● **Instructions for the task**
Work through the data below and state how many lines contain "grassy", giving that number alone.

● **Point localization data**
========

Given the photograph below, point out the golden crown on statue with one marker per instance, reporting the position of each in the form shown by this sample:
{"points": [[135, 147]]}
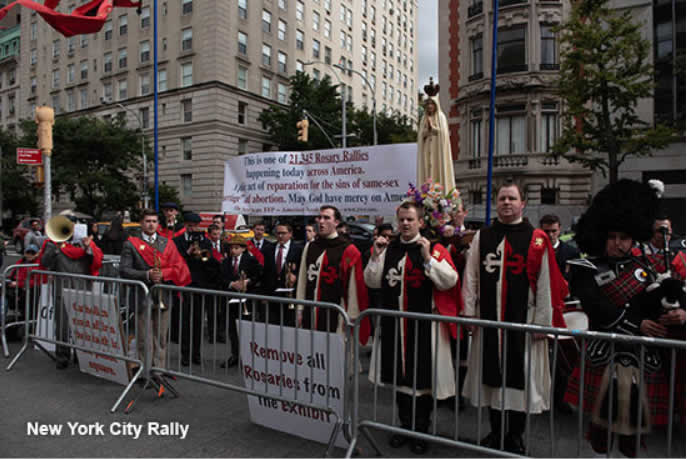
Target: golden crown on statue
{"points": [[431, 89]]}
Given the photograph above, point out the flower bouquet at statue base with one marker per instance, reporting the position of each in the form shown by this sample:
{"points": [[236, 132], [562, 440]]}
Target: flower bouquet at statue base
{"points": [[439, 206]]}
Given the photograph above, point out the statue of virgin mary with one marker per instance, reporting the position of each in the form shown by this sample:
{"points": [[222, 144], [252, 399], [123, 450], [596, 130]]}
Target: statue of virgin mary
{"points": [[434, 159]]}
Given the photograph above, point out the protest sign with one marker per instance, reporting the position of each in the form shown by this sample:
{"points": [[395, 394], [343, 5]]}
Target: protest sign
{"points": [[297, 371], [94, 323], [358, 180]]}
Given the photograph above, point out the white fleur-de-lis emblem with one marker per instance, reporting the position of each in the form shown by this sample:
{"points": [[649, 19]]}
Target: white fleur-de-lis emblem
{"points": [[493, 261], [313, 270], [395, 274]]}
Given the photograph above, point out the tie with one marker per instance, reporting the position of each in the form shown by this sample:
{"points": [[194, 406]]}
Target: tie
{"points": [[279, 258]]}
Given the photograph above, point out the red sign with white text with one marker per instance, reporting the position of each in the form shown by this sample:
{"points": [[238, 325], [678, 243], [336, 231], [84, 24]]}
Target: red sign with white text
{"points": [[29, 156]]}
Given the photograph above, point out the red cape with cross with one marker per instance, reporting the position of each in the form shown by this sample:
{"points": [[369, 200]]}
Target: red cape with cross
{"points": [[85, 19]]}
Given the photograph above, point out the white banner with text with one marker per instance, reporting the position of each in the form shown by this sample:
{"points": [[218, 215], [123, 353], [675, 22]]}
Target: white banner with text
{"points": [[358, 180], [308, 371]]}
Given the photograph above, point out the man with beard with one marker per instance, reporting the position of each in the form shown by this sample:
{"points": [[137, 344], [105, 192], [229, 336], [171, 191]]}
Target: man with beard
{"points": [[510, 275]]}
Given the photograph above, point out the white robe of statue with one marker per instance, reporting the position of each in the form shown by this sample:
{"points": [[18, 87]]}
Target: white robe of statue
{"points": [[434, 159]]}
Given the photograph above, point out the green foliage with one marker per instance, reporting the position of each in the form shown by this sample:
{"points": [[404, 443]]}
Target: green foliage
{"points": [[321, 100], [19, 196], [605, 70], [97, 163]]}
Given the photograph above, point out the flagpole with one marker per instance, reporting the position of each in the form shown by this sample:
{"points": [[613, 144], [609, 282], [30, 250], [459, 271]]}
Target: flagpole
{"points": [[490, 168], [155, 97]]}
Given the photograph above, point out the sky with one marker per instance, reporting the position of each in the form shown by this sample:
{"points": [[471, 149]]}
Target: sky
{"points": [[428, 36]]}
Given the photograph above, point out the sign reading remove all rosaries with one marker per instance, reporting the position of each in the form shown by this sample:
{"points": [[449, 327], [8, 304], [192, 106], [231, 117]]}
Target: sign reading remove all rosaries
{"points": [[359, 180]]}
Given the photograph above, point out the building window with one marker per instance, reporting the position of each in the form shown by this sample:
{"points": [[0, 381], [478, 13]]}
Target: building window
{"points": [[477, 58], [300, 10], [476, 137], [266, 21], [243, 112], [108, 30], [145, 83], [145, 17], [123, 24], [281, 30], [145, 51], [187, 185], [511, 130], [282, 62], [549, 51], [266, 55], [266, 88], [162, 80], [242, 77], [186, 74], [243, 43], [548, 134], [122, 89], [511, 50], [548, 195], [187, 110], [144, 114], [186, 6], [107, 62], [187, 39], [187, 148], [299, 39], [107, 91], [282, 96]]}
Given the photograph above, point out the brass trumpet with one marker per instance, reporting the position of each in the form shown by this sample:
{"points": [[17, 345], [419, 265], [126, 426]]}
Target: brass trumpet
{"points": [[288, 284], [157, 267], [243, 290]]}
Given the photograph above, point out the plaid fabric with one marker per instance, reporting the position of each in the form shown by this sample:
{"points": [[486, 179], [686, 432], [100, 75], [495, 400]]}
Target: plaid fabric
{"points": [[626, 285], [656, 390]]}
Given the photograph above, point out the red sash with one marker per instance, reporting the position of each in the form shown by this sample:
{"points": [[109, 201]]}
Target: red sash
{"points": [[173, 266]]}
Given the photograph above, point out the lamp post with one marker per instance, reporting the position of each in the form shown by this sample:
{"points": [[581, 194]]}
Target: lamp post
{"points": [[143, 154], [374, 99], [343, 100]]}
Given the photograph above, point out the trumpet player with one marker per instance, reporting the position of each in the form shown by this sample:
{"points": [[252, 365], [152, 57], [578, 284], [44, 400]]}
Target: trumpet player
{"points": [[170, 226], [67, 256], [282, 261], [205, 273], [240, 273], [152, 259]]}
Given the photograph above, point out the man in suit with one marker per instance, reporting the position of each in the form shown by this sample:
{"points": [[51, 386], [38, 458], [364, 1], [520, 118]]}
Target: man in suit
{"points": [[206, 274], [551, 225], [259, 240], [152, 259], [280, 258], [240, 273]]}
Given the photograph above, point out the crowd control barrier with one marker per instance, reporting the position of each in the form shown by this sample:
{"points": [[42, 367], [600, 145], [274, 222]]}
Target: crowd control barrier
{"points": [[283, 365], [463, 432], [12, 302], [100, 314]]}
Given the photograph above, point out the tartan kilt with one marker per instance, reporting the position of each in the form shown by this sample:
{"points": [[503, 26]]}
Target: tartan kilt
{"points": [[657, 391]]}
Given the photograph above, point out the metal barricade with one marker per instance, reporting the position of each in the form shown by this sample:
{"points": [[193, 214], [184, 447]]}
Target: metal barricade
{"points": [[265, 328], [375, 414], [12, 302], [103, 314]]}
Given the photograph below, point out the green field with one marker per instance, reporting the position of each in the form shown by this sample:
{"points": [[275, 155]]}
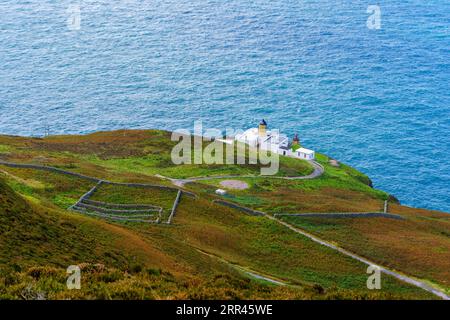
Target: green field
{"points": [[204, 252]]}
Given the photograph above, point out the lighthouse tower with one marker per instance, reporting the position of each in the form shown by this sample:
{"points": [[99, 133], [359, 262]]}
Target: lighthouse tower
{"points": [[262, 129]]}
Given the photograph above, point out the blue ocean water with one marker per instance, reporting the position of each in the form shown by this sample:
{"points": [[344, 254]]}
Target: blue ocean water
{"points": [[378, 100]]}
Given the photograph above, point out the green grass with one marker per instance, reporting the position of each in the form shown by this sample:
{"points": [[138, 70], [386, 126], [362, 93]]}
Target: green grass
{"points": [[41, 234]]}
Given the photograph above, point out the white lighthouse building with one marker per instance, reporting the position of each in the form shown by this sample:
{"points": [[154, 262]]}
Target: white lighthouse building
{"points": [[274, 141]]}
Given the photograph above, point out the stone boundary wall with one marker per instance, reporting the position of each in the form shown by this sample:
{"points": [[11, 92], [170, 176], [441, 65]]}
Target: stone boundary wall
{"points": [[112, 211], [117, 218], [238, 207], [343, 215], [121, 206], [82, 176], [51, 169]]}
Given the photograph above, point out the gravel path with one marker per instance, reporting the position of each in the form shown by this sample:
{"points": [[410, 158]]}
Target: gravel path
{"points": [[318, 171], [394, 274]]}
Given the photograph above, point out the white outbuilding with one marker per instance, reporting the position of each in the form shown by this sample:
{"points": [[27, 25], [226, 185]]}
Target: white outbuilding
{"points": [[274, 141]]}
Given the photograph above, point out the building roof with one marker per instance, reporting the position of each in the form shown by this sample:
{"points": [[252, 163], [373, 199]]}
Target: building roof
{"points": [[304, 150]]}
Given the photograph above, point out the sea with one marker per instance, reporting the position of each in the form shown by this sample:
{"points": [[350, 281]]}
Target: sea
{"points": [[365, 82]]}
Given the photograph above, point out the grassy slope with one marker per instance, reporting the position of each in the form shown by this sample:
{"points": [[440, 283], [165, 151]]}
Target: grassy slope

========

● **Solution to the problem**
2